WRITTEN EXERCISE: Print the following material line for line, with no changes, and omit any pictures.

====== MATERIAL SUPPLIED

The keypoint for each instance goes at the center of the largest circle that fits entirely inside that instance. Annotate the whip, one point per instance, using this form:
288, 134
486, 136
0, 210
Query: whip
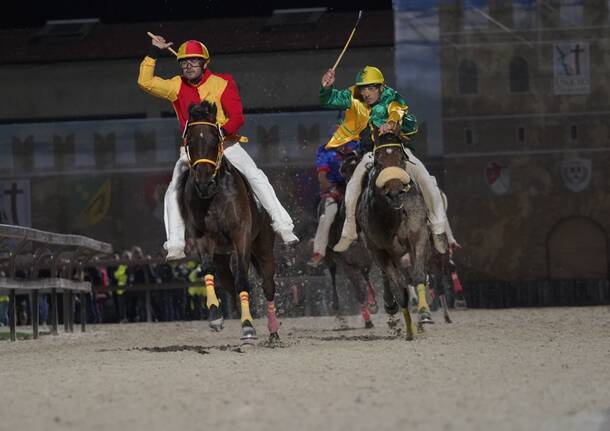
348, 41
169, 48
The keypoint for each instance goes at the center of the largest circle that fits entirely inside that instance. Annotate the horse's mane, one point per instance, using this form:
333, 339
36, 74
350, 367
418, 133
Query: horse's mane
389, 138
204, 111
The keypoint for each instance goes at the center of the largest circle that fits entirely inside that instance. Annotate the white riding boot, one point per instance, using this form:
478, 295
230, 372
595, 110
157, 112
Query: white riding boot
432, 198
281, 221
353, 190
174, 224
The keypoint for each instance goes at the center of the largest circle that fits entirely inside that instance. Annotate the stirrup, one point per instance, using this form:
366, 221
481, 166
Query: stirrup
343, 244
175, 253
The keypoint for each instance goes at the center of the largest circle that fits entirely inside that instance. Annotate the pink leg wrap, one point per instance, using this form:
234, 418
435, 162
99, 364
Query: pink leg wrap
272, 323
364, 310
371, 295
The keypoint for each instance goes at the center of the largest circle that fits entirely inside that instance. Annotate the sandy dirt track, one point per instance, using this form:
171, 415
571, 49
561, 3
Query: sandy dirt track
526, 369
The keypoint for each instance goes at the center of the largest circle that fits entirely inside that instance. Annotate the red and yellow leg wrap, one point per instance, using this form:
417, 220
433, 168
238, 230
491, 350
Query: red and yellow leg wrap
244, 299
272, 323
210, 291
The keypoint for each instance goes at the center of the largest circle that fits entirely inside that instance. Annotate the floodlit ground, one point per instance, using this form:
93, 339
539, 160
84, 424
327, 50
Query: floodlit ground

============

FINISHED ANSWER:
The keypoint for each instance goes at the center of the largest circle that fits entirely inside that instance. Annotate the whip, one point per instance, using this form:
288, 134
486, 136
0, 210
Query: whip
348, 41
169, 48
The keypoint for each instance goes at the center of the largest circle that fits entirely inside that instance. Annotate the horse's mane, one point per instance, using this form:
333, 339
36, 74
350, 367
418, 133
Query: horse's mane
389, 138
204, 111
The keypoint for each instance goes at the center of the largest circle that fits entirely inside that instance. Annotate the white riding boot, one point per instance, using this form:
478, 295
230, 372
595, 110
157, 112
Query: white riding boot
432, 198
281, 221
353, 190
174, 224
The keypoint for each instance goes at the center of the largest circle that fits entirely inside that instance. Annotate the stirrup, one point per instance, using this form:
366, 221
481, 166
Query: stirrup
343, 244
175, 253
The keypoint for each instance goes at the center of the largest circle that fits entirely inside that instance. Annotate the pink leg wrap, one point per instance, using this form:
234, 418
435, 162
99, 364
Query: pink leg wrap
272, 323
364, 310
371, 295
The keypoint for each instance goes at the center of the largest circle that fits entirely inside that instance. Annotate the sandy dirt track, one point per instance, using this form:
171, 415
571, 49
561, 3
Query: sandy dirt track
526, 369
The keypoint for each instance goes at the center of the largest circle that fits entirely inside that instance. Annotate the red and yellow leg wrap, one point per instance, using this form:
417, 220
433, 168
238, 230
491, 350
Query: red and yellow leg wrap
244, 299
272, 323
210, 291
The keypoint for each instance goes at the center of the largest circle that fits entirely inside that instance. Annotate the floodlit ground, one point per instance, using this form:
93, 339
539, 160
84, 424
327, 50
Query: floodlit ground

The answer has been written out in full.